**Rows from an object pointing dataset:**

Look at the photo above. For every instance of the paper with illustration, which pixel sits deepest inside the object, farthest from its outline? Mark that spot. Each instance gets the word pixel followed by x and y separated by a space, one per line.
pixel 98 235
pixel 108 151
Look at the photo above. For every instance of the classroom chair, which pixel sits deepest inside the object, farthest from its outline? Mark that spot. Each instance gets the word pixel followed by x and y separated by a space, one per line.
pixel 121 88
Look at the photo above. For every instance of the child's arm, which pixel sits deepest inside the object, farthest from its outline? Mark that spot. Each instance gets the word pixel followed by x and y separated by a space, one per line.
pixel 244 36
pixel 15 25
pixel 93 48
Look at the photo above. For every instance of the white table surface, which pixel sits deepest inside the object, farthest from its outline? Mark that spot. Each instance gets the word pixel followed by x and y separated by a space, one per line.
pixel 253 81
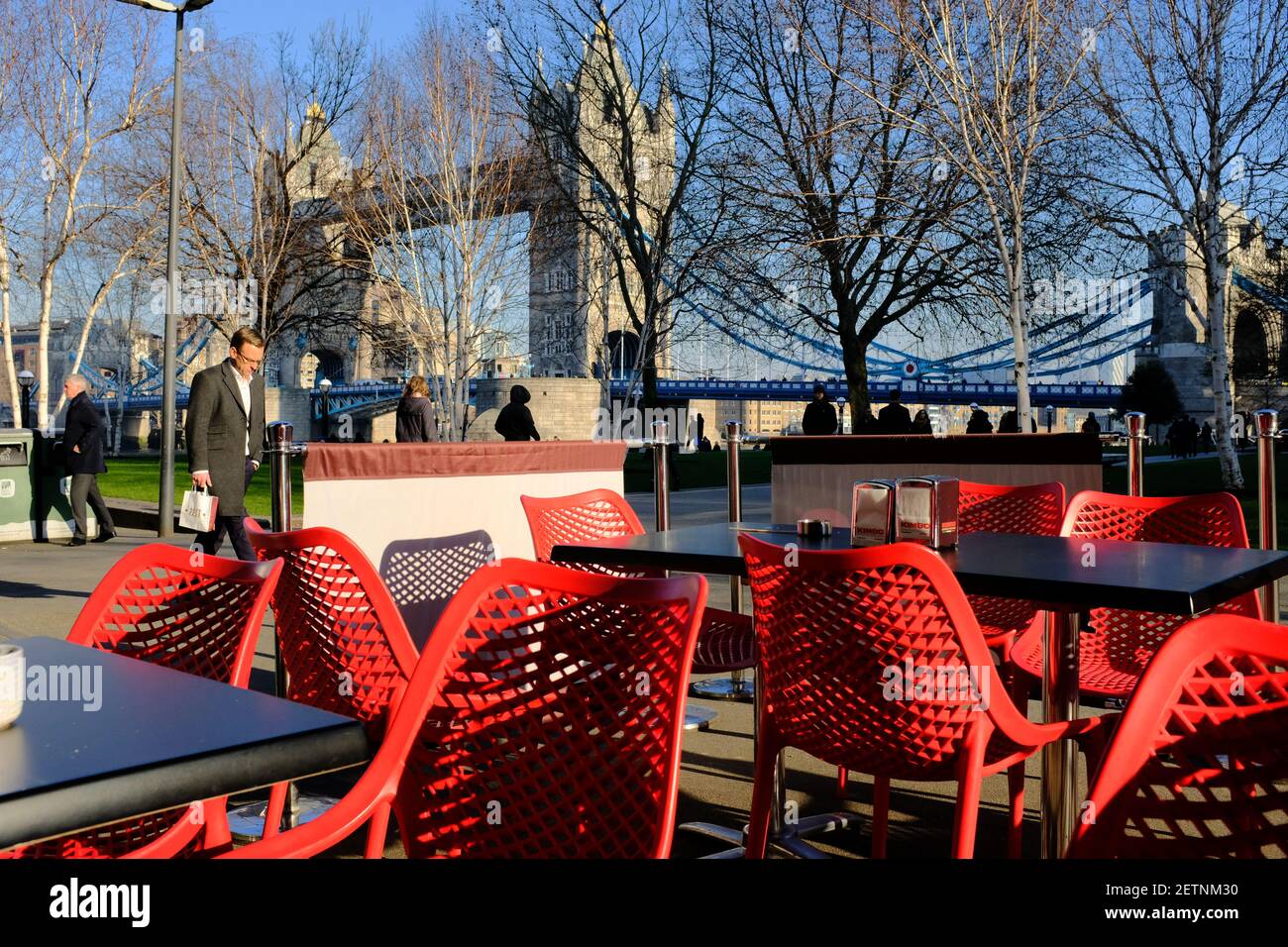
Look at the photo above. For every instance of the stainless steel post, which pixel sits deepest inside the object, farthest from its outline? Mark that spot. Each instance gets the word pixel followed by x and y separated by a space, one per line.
pixel 281 440
pixel 1059 762
pixel 695 718
pixel 661 478
pixel 734 686
pixel 165 522
pixel 1267 432
pixel 1136 438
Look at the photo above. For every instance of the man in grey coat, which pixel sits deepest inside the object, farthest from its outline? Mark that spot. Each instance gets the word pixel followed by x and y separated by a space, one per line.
pixel 226 437
pixel 82 447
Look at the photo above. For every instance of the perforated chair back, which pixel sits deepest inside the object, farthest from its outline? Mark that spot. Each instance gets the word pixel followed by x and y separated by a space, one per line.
pixel 1122 642
pixel 542 720
pixel 593 514
pixel 181 609
pixel 340 634
pixel 1035 510
pixel 1198 766
pixel 844 637
pixel 189 612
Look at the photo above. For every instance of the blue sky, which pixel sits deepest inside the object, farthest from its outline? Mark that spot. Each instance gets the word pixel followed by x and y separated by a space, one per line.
pixel 265 18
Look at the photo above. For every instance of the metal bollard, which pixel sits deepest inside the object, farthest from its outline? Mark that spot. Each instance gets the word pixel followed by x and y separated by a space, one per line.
pixel 734 686
pixel 1267 431
pixel 1136 440
pixel 661 478
pixel 281 447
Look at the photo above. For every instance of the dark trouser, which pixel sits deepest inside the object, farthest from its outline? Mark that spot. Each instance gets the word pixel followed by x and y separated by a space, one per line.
pixel 85 487
pixel 233 526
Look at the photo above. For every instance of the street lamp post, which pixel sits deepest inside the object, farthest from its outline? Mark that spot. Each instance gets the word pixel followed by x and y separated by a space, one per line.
pixel 325 385
pixel 26 380
pixel 165 521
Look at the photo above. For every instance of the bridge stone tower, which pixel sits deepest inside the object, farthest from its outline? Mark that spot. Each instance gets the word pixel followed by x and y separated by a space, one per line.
pixel 578 311
pixel 1179 337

**Instructions for the task:** Format the data from the line containing "Look at the photo above. For every instance of the metal" to the line containing "pixel 281 447", both included, as a numbered list. Leave out any blank lines.

**Response:**
1. Look at the photo above. For every instance of the metal bollard, which pixel sits deepest inside the object, farthest from its outline? Mark that spot. Each instance gets the word pixel followed by x and y separated by a space, one per line.
2. pixel 734 686
3. pixel 1267 431
4. pixel 1136 440
5. pixel 661 478
6. pixel 281 447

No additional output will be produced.